TEXT EXTRACT:
== == ==
FIELD OF THE INVENTION

The disclosure relates to natural language processing. More particularly, the disclosure relates to systems and methods for determining semantic points in a human-to-human conversation.

BACKGROUND

With the recent advancements in mobile communication, online messaging platforms have gained popularity as an easy mode of communication. Such messaging platforms enable users to transmit messages including text or graphics among users. Further, some messaging platforms allow implementation of chat rooms and/or groups in which a plurality of users may simultaneously participate to discuss one or more common topics.

However, with multiple users sending messages in such chat rooms or groups, sometimes it become tough to extract or search for a relevant information. Further, conventional searching techniques merely enable keyword-based search, which is time consuming, and is cumbersome as a user has to analyze all the search results and arrive at an intended conclusion.

Some dialogue summarization tools are also available, which merely combine one or more dialogues of one or more users to form a single dialogue segment. However, such tools are unable to find dialogues responsible for an intended conclusion. In general, dialogue understanding is categorized in three categories, namely human-bot conversation (HBC), human-human conversation (HHC) and bot-bot conversation (BBC). Out of the three above-mentioned dialogue categories, HBC is highly goal orientated, structured and predictable in nature, while BBC is rarely used. However, the HHC is very unstructured form of conversation with lot of uncertainty. Hence, the conventional systems fail to effectively understand the HHCs.

Further, as discussed above, techniques which attempt to understand the HHCs are highly time consuming. In particular, such techniques involve processing of each message within a dialogue conversation. Further, it is difficult to extract and/or navigate to a specific information within such dialogue conversation, as such conversation includes a chain of messages including information pertaining to multiple topics. Also, such techniques generate too many notifications and undesired suggestions which may lead to user anxiety and are highly undesirable.

Accordingly, there is a need for a system which can process a human-to-human conversation and identify semantic points in the conversation to effectively identify the intended conclusion of the conversation.

The above information is presented as background information only to assist with an understanding of the disclosure. No determination has been made, and no assertion is made, as to whether any of the above might be applicable as prior art with regard to the disclosure.

SUMMARY

Aspects of the disclosure are to address at least the above-mentioned problems and/or disadvantages and to provide at least the advantages described below. Accordingly, an aspect of the disclosure is to provide introducing a selection of concepts, in a simplified format, that are further described in the detailed description of the disclosure. This summary is neither intended to identify key or essential inventive concepts of the disclosure and nor is it intended for determining the scope of the disclosure.
== == ==
INFORMATION SHOWN:
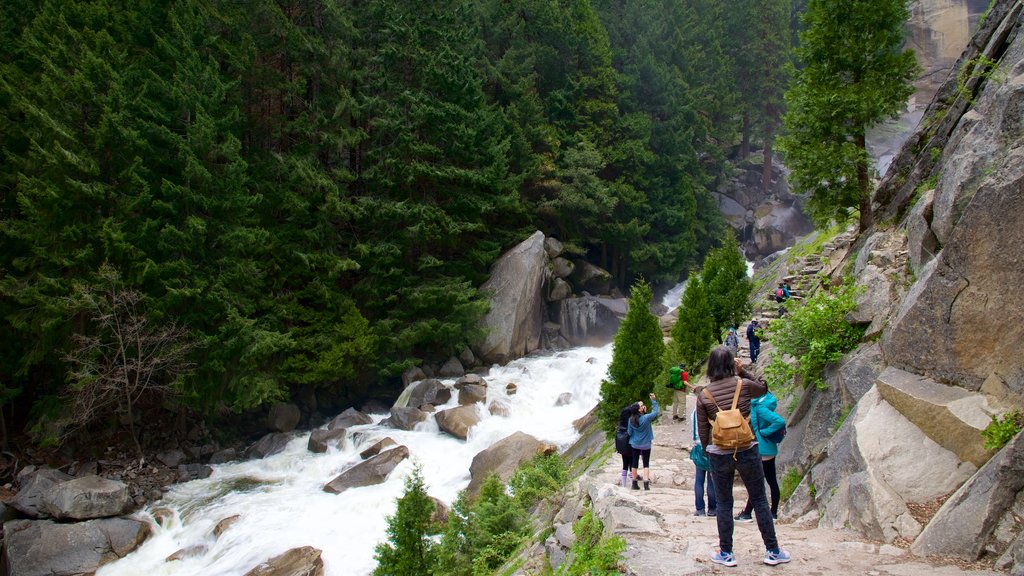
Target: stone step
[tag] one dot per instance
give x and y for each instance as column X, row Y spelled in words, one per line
column 951, row 416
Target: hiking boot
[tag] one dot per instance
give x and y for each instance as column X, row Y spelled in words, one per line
column 726, row 559
column 774, row 559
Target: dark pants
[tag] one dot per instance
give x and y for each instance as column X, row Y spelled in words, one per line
column 772, row 479
column 723, row 468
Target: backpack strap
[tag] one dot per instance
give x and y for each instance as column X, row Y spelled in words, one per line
column 735, row 397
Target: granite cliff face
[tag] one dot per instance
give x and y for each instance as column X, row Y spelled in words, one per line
column 893, row 448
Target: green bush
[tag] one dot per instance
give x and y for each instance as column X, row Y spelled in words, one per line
column 815, row 333
column 1001, row 430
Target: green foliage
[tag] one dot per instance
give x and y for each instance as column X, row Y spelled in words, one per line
column 538, row 479
column 410, row 548
column 636, row 361
column 695, row 330
column 815, row 333
column 791, row 481
column 592, row 553
column 853, row 75
column 1001, row 430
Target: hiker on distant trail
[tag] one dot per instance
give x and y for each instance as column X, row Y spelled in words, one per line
column 623, row 442
column 702, row 475
column 764, row 421
column 725, row 389
column 732, row 341
column 754, row 339
column 679, row 379
column 641, row 438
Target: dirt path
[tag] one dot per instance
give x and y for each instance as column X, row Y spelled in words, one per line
column 673, row 541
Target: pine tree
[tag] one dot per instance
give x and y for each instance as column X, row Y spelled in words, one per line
column 695, row 329
column 636, row 362
column 410, row 548
column 855, row 74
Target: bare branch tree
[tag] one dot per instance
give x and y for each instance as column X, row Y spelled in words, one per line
column 123, row 357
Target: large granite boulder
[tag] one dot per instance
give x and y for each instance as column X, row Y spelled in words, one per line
column 587, row 321
column 47, row 548
column 368, row 472
column 348, row 418
column 86, row 498
column 430, row 392
column 947, row 328
column 504, row 457
column 516, row 316
column 965, row 525
column 33, row 487
column 404, row 418
column 271, row 444
column 458, row 421
column 283, row 417
column 304, row 561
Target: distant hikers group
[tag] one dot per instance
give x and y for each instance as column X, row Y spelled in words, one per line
column 734, row 428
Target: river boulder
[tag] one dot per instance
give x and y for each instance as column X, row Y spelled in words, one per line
column 86, row 498
column 348, row 418
column 504, row 457
column 296, row 562
column 33, row 486
column 515, row 320
column 458, row 421
column 368, row 472
column 48, row 548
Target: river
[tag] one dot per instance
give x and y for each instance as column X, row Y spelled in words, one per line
column 282, row 503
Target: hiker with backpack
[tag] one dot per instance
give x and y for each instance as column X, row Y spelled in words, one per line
column 723, row 411
column 623, row 442
column 678, row 380
column 641, row 438
column 769, row 428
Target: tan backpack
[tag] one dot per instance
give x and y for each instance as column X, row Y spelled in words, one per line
column 729, row 429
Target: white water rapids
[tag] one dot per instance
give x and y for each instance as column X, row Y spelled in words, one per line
column 281, row 499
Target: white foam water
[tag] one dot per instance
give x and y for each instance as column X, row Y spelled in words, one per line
column 281, row 502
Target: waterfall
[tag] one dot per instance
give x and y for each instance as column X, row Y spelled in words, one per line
column 281, row 502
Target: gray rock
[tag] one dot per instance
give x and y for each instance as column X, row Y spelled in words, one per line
column 34, row 485
column 348, row 418
column 171, row 458
column 430, row 391
column 404, row 418
column 269, row 445
column 471, row 394
column 322, row 439
column 188, row 472
column 965, row 523
column 452, row 368
column 47, row 548
column 296, row 562
column 87, row 497
column 458, row 421
column 504, row 457
column 515, row 319
column 283, row 417
column 225, row 455
column 377, row 448
column 368, row 472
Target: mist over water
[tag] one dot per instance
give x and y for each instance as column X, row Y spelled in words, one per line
column 282, row 503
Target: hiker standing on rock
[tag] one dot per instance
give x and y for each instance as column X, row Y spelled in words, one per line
column 726, row 391
column 641, row 438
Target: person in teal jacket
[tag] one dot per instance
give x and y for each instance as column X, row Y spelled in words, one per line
column 641, row 430
column 764, row 421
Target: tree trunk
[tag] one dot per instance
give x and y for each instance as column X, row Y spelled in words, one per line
column 864, row 186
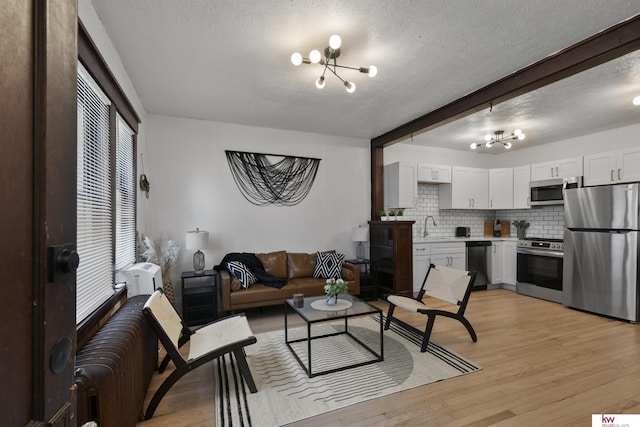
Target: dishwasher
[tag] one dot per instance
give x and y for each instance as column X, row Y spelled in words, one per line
column 477, row 260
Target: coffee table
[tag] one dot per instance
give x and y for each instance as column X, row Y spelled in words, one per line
column 313, row 316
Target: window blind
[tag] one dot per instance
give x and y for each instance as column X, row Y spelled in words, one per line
column 125, row 196
column 94, row 207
== == ==
WRITTEN TASK:
In the text on semantic points in conversations, which of the three dialogue categories is described as rarely used?

TASK RESPONSE:
Bot-bot conversation (BBC).